--- SOURCE TEXT Enclosed Below ---
Puerto Rico's Emergency Supplies Are Stuck At Ports & Residents Are Getting Desperate

Joe Raedle/Getty Images News/Getty Images

Just nine days after Hurricane Maria battered Puerto Rico and left millions of island residents without power, phone service, and clean water, thousands of containers of food, water, medicine, and other supplies to Puerto Rico remain trapped in shipping ports and warehouses, unable to reach the people that desperately need them the most.

After President Trump temporarily waived the Jones Act on Thursday, which was hindering foreign ships from delivering aid to Puerto Rico, a shortage of gasoline and truck drivers might still prevent Puerto Rico residents from receiving supplies. On Thursday morning, 9,500 containers filled with cargo were still trapped at the port of San Juan, according to Yennifer Alvarez, spokeswoman for Puerto Rico’s governor, as WGN9 reported. Officials say that the death toll in Puerto Rico may be higher than the 16 originally reported, according to a Thursday press conference.
--- End of Enclosed SOURCE TEXT ---
--- PROVIDED DATA Enclosed Below ---
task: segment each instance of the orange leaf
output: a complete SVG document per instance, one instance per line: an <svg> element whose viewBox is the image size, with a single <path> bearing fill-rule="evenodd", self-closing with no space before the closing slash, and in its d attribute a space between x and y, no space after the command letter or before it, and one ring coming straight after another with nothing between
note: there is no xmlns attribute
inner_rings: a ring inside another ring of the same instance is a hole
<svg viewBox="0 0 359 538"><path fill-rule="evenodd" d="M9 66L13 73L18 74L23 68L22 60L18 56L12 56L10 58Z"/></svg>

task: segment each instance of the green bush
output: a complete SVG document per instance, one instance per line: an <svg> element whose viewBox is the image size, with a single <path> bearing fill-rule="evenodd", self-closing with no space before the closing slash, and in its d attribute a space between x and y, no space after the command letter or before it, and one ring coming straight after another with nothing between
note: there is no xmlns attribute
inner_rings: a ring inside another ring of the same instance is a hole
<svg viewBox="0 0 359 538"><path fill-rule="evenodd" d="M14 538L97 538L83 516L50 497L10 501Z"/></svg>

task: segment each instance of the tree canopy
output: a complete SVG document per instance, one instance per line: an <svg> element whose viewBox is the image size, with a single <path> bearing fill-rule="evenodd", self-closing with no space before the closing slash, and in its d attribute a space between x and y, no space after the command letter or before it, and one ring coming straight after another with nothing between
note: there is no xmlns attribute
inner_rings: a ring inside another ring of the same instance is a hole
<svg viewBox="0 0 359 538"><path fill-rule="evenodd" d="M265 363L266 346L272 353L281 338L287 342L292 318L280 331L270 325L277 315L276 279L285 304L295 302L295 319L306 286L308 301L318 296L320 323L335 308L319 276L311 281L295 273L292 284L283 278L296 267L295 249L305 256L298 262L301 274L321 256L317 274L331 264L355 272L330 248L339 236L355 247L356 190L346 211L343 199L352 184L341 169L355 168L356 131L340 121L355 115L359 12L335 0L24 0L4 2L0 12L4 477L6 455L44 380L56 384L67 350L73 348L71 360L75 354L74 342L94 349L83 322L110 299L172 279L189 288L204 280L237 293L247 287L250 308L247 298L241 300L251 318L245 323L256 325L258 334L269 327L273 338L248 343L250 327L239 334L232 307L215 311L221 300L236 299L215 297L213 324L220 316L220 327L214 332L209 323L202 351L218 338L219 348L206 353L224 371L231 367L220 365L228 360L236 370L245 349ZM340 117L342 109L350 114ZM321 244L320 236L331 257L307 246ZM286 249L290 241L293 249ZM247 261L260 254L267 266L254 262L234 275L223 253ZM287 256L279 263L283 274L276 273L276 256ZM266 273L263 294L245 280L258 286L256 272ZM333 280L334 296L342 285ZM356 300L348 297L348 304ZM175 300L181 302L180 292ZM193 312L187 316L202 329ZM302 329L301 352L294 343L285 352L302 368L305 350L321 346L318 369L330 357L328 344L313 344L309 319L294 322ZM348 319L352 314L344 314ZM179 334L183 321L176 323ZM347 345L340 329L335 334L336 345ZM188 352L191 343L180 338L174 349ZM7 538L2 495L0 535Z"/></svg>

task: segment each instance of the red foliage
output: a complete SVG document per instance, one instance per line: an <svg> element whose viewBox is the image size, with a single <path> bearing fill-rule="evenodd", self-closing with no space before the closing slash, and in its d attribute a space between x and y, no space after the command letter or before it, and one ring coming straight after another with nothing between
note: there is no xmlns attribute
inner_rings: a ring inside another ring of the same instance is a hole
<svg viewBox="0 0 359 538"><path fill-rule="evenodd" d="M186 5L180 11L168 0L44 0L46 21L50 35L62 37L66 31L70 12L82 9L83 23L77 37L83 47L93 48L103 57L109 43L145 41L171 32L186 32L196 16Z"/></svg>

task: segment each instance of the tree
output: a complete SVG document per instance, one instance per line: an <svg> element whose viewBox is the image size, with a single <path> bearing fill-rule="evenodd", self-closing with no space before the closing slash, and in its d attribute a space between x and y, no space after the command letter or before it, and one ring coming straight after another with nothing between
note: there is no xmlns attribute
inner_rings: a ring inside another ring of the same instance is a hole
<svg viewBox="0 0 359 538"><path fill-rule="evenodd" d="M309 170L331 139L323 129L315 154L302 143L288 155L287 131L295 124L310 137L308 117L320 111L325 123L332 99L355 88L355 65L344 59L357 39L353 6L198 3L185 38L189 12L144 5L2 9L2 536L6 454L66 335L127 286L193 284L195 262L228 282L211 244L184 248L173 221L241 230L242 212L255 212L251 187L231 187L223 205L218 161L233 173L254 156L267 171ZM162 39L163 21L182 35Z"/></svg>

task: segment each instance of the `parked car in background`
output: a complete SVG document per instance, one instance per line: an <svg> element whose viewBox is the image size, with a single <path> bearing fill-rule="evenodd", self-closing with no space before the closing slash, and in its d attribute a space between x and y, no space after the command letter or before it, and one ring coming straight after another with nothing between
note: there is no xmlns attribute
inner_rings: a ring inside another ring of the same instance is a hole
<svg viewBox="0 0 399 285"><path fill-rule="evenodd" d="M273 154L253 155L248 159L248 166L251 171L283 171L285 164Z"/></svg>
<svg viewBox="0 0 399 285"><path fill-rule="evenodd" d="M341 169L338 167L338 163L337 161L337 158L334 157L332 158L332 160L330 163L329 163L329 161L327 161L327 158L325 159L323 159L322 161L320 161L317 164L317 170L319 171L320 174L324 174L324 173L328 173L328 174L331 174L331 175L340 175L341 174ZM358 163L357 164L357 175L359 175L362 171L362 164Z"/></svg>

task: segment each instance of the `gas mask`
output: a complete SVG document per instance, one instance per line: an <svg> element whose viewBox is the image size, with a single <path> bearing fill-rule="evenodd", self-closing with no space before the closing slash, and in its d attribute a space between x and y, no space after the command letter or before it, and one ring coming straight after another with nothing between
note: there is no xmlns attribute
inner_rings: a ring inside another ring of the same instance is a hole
--- End of Enclosed PROVIDED DATA ---
Translate this sentence from the article on Puerto Rico's stranded emergency supplies into Spanish: "Officials say that the death toll in Puerto Rico may be higher than the 16 originally reported, according to a Thursday press conference." The records are separate material and are unrelated to the article.

Las autoridades dicen que la cifra de muertos en Puerto Rico podría ser mayor que los 16 reportados originalmente, según una conferencia de prensa del jueves.